WORK REQUIRED
Rewrite the material between the lines holding "Thank you for the photo. Could you indicate the green stem" and "<point>190,122</point>", inclusive, keeping the requests as they are but multiplying every point coordinate in the answers by 1.75, rounding to whole numbers with halves going up. Give back only those lines.

RECORD EXTRACTS

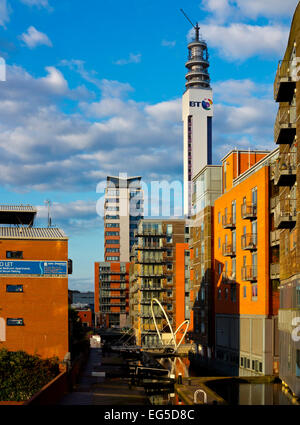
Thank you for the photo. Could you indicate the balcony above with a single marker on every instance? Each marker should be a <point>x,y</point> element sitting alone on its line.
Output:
<point>228,250</point>
<point>285,125</point>
<point>249,211</point>
<point>285,214</point>
<point>285,81</point>
<point>228,222</point>
<point>274,237</point>
<point>286,168</point>
<point>274,271</point>
<point>249,273</point>
<point>249,241</point>
<point>273,201</point>
<point>228,278</point>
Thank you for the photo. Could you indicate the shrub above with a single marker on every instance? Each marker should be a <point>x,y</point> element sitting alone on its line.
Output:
<point>22,375</point>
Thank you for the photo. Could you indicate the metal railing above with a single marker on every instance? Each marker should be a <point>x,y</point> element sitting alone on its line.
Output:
<point>249,211</point>
<point>286,71</point>
<point>249,241</point>
<point>228,221</point>
<point>274,270</point>
<point>228,250</point>
<point>286,168</point>
<point>249,273</point>
<point>285,212</point>
<point>285,119</point>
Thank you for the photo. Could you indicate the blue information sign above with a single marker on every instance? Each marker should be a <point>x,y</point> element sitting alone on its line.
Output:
<point>40,268</point>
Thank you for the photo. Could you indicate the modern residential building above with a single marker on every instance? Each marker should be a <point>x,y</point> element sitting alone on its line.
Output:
<point>123,208</point>
<point>112,294</point>
<point>197,113</point>
<point>207,186</point>
<point>86,298</point>
<point>85,314</point>
<point>246,255</point>
<point>34,284</point>
<point>159,270</point>
<point>287,212</point>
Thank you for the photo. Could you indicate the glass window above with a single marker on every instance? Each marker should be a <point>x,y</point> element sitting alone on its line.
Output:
<point>14,322</point>
<point>14,288</point>
<point>14,254</point>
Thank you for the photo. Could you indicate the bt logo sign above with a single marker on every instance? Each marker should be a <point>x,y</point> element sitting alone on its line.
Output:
<point>205,103</point>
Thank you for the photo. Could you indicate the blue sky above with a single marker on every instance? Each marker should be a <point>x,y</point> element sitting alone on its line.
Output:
<point>94,88</point>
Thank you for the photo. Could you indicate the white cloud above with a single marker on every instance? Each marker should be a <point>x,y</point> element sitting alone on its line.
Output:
<point>33,38</point>
<point>224,10</point>
<point>267,8</point>
<point>71,152</point>
<point>167,43</point>
<point>132,59</point>
<point>37,3</point>
<point>242,41</point>
<point>4,12</point>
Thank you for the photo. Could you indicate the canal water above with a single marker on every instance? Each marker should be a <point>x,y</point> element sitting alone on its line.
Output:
<point>233,391</point>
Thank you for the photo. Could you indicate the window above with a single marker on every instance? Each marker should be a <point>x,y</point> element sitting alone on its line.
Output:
<point>233,211</point>
<point>226,293</point>
<point>14,288</point>
<point>233,294</point>
<point>14,254</point>
<point>112,233</point>
<point>298,295</point>
<point>14,322</point>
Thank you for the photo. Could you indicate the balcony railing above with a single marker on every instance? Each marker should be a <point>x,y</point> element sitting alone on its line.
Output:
<point>228,278</point>
<point>274,201</point>
<point>249,273</point>
<point>228,221</point>
<point>285,214</point>
<point>286,169</point>
<point>274,270</point>
<point>228,250</point>
<point>285,81</point>
<point>285,125</point>
<point>274,237</point>
<point>249,211</point>
<point>249,241</point>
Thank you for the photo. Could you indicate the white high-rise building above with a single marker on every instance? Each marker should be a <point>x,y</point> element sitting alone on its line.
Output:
<point>197,113</point>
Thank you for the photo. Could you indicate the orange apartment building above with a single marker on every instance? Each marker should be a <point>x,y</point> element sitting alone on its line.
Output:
<point>160,269</point>
<point>34,285</point>
<point>246,285</point>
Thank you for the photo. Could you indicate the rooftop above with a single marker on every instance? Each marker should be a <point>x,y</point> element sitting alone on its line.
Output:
<point>17,214</point>
<point>45,233</point>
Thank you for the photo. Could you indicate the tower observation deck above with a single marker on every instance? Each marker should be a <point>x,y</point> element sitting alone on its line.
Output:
<point>197,63</point>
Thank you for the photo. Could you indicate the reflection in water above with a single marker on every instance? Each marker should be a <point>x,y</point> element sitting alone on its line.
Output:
<point>178,365</point>
<point>231,390</point>
<point>237,393</point>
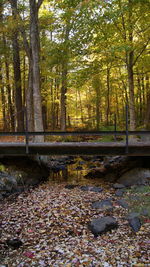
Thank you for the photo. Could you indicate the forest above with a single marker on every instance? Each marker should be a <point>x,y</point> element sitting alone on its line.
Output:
<point>74,64</point>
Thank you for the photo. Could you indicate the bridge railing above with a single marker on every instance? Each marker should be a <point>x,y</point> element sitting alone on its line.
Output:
<point>26,134</point>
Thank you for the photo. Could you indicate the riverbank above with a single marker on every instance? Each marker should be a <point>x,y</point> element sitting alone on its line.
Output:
<point>52,223</point>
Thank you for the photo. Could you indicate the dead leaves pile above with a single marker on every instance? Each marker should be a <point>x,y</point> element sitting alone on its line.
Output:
<point>51,221</point>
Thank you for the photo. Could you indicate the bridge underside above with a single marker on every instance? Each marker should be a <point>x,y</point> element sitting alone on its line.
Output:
<point>76,148</point>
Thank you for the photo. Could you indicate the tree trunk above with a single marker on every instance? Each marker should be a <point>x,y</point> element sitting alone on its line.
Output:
<point>3,99</point>
<point>17,73</point>
<point>63,98</point>
<point>34,37</point>
<point>29,98</point>
<point>147,114</point>
<point>108,96</point>
<point>131,92</point>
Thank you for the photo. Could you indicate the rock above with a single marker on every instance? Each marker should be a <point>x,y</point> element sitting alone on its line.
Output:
<point>91,188</point>
<point>102,225</point>
<point>123,203</point>
<point>7,182</point>
<point>14,243</point>
<point>79,168</point>
<point>118,186</point>
<point>119,192</point>
<point>103,205</point>
<point>144,212</point>
<point>70,186</point>
<point>136,176</point>
<point>134,221</point>
<point>96,189</point>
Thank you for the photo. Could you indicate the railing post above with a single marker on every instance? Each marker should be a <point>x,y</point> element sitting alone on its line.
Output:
<point>127,131</point>
<point>115,127</point>
<point>26,131</point>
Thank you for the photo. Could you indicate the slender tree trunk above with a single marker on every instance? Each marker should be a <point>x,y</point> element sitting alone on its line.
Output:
<point>131,92</point>
<point>34,36</point>
<point>108,96</point>
<point>140,104</point>
<point>63,97</point>
<point>3,101</point>
<point>29,98</point>
<point>17,73</point>
<point>130,63</point>
<point>8,88</point>
<point>147,114</point>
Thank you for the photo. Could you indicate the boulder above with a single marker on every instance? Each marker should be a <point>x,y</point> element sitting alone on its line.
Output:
<point>114,167</point>
<point>103,205</point>
<point>134,221</point>
<point>91,188</point>
<point>118,186</point>
<point>120,192</point>
<point>102,225</point>
<point>136,176</point>
<point>8,183</point>
<point>70,186</point>
<point>14,243</point>
<point>123,203</point>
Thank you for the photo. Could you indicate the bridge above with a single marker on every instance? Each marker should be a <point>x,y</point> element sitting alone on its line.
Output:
<point>128,147</point>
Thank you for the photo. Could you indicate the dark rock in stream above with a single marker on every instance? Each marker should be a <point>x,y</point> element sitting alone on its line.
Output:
<point>102,205</point>
<point>123,203</point>
<point>91,188</point>
<point>102,225</point>
<point>136,176</point>
<point>70,186</point>
<point>78,168</point>
<point>118,186</point>
<point>119,192</point>
<point>14,243</point>
<point>20,173</point>
<point>134,221</point>
<point>114,167</point>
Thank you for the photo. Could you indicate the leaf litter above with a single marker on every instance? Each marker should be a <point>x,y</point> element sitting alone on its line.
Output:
<point>51,221</point>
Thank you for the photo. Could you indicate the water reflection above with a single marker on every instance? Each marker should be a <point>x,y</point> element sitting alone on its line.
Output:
<point>75,173</point>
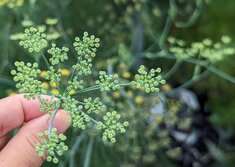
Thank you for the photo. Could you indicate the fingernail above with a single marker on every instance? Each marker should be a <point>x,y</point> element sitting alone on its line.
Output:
<point>59,122</point>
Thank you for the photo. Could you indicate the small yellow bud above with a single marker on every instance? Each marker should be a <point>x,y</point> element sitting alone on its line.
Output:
<point>72,91</point>
<point>65,72</point>
<point>139,99</point>
<point>116,94</point>
<point>43,74</point>
<point>55,91</point>
<point>126,74</point>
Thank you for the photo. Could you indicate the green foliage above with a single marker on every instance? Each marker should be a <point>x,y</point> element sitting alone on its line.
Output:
<point>51,144</point>
<point>82,113</point>
<point>206,49</point>
<point>149,81</point>
<point>34,39</point>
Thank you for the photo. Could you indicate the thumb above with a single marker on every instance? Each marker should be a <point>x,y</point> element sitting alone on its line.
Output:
<point>20,151</point>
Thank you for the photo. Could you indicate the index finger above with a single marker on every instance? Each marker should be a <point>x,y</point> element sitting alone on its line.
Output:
<point>16,110</point>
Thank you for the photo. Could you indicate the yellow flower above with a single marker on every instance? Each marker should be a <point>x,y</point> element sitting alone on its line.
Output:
<point>55,91</point>
<point>43,74</point>
<point>65,72</point>
<point>45,84</point>
<point>126,74</point>
<point>139,99</point>
<point>129,93</point>
<point>72,91</point>
<point>116,94</point>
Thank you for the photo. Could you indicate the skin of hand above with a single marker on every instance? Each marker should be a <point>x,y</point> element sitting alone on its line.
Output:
<point>17,112</point>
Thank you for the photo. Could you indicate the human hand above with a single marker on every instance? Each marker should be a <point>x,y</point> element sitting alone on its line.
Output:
<point>16,112</point>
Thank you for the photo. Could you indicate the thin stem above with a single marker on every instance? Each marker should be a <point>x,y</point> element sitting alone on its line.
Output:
<point>6,81</point>
<point>165,33</point>
<point>74,148</point>
<point>45,60</point>
<point>95,87</point>
<point>88,153</point>
<point>205,64</point>
<point>193,80</point>
<point>52,120</point>
<point>173,69</point>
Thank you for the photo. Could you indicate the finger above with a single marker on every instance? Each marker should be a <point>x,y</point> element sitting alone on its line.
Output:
<point>20,151</point>
<point>16,110</point>
<point>3,141</point>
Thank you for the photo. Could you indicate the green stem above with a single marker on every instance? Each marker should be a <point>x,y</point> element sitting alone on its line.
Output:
<point>165,33</point>
<point>45,60</point>
<point>6,81</point>
<point>52,120</point>
<point>173,69</point>
<point>74,148</point>
<point>96,87</point>
<point>193,80</point>
<point>205,64</point>
<point>88,153</point>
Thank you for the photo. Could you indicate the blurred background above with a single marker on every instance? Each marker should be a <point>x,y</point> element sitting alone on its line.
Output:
<point>190,122</point>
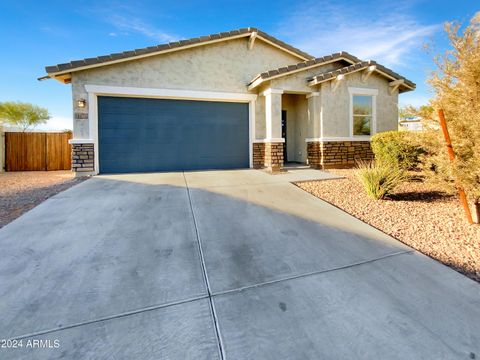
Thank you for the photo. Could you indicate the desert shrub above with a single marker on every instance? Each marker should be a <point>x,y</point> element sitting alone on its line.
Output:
<point>378,179</point>
<point>397,149</point>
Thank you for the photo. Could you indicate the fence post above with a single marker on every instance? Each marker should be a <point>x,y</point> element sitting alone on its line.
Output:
<point>2,149</point>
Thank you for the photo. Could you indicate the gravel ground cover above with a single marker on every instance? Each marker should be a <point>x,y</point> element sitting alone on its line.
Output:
<point>21,191</point>
<point>429,221</point>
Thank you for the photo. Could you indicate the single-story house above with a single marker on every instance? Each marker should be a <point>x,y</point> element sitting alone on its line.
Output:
<point>235,99</point>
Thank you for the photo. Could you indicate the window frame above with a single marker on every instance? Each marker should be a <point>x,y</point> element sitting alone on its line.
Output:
<point>363,92</point>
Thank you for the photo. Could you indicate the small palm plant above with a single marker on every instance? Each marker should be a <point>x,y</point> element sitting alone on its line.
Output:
<point>379,180</point>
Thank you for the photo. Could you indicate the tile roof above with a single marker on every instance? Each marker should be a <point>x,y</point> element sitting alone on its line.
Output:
<point>72,65</point>
<point>306,64</point>
<point>317,79</point>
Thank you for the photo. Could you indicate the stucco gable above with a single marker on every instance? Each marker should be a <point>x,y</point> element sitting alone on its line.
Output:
<point>62,71</point>
<point>224,66</point>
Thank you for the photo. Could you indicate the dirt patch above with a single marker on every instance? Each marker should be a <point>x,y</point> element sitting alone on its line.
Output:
<point>21,191</point>
<point>418,215</point>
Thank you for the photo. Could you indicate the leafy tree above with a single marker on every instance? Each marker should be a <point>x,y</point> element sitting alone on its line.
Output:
<point>456,84</point>
<point>23,115</point>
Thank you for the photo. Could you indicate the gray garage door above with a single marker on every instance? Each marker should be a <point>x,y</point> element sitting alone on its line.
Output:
<point>141,135</point>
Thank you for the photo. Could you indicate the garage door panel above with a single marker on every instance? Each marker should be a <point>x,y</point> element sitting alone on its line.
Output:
<point>140,135</point>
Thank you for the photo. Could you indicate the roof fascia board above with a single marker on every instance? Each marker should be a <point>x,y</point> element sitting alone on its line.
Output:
<point>282,48</point>
<point>258,80</point>
<point>188,46</point>
<point>314,81</point>
<point>142,56</point>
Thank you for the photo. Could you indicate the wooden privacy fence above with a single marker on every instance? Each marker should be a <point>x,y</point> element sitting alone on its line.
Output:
<point>37,151</point>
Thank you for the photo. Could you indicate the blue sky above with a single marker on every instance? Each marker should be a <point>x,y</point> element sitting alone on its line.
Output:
<point>38,33</point>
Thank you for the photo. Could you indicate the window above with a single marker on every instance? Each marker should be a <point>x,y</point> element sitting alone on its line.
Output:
<point>362,114</point>
<point>362,111</point>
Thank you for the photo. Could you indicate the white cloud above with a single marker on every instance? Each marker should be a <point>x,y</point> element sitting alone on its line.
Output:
<point>136,25</point>
<point>57,123</point>
<point>387,34</point>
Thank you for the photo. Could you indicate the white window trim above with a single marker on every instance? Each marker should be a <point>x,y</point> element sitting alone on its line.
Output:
<point>98,90</point>
<point>363,91</point>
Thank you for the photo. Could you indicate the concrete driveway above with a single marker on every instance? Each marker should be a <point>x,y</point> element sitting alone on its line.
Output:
<point>222,265</point>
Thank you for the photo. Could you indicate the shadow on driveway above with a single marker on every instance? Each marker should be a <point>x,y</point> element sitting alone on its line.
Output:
<point>170,266</point>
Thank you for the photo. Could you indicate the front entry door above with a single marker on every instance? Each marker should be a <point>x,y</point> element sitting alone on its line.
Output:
<point>284,135</point>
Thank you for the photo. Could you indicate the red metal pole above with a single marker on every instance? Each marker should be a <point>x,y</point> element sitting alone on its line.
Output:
<point>451,155</point>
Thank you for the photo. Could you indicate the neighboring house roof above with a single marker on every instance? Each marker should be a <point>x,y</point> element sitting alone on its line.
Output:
<point>403,83</point>
<point>305,65</point>
<point>77,65</point>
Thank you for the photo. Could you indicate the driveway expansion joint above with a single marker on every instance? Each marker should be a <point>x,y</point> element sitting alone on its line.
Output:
<point>205,276</point>
<point>107,318</point>
<point>313,273</point>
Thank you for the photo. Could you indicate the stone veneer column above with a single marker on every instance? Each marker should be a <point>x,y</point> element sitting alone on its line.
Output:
<point>83,159</point>
<point>273,144</point>
<point>268,155</point>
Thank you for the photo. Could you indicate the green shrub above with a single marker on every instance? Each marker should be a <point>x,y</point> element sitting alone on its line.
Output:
<point>378,179</point>
<point>397,148</point>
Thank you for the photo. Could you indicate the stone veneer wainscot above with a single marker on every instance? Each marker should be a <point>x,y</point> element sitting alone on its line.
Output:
<point>83,158</point>
<point>268,155</point>
<point>338,154</point>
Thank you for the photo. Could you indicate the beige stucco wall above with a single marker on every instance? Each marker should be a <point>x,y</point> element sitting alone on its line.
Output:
<point>335,106</point>
<point>225,66</point>
<point>297,82</point>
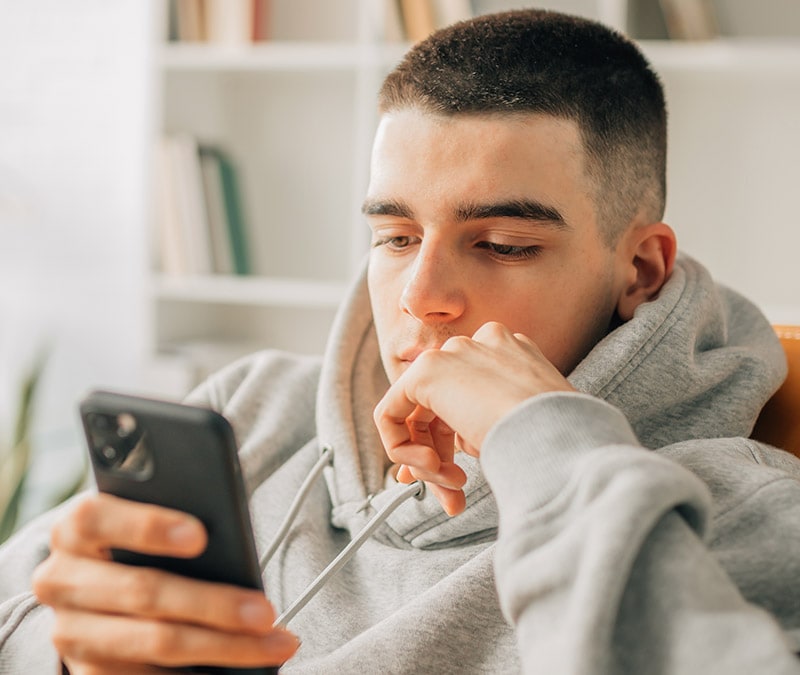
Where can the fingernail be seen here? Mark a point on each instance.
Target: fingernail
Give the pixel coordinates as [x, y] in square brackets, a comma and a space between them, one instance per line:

REPLY TO THE TASK
Thank you for the photo. Could you indicate the green stem above with a single marker on every instance? Each marker should be a <point>x,y</point> element sitting alone on its line.
Output:
<point>289,58</point>
<point>79,105</point>
<point>11,142</point>
<point>91,210</point>
<point>303,121</point>
<point>130,259</point>
<point>168,152</point>
<point>338,140</point>
<point>359,112</point>
<point>154,268</point>
Thank you for the photo. Could you indicate the blurred background above with a single marker on every instance? Each marker should be a <point>x,y</point> element sitting alone on its line.
Output:
<point>333,214</point>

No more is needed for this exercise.